--- BEGIN ---

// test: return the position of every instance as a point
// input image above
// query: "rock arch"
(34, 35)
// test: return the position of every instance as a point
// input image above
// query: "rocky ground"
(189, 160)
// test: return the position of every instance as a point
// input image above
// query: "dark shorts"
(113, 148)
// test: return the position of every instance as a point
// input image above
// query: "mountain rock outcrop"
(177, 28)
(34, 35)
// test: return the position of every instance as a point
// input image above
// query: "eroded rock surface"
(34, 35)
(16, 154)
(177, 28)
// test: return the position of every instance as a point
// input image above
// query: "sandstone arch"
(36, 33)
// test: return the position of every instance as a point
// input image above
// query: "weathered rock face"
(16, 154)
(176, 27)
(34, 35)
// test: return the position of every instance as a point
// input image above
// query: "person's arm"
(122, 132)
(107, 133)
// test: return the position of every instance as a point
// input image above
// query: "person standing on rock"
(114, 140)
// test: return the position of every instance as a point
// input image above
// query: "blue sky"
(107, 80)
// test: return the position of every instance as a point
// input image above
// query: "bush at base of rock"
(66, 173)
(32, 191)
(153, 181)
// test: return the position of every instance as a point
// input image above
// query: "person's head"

--- END ---

• **The request**
Can you write out all the material above again with every "position" replaced by "location" and nothing else changed?

• **Result of this exercise**
// test: return the location of every instance as a point
// input image above
// query: "rock arch"
(34, 35)
// test: return the location of every instance as a point
// input image above
// query: "rocky ground"
(189, 160)
// test: return the location of every instance as a point
// input image above
// query: "dark shorts"
(113, 148)
// test: return the location of every instance as a point
// input image above
// query: "mountain rock outcrop"
(177, 28)
(34, 35)
// test: return the location of every instance as a point
// input image above
// query: "eroded rock surface"
(34, 35)
(16, 154)
(177, 28)
// test: return the location of every instance as a point
// input image above
// query: "sandstone arch"
(36, 33)
// test: return the location of every instance as a point
// input image above
// query: "weathered rock face"
(16, 154)
(176, 27)
(34, 35)
// test: return the location of every instance as a point
// input image above
// query: "person's arm"
(122, 132)
(107, 133)
// test: return the location of every instance as a point
// input image above
// query: "person standing on rock"
(114, 140)
// test: return the location of every instance as a point
// input image above
// query: "blue sky"
(107, 80)
// test: return the location of every instance as a point
// input image above
// query: "bush at base of rock"
(66, 173)
(32, 191)
(153, 181)
// test: return the location of every instance as a point
// input image above
// query: "person's head"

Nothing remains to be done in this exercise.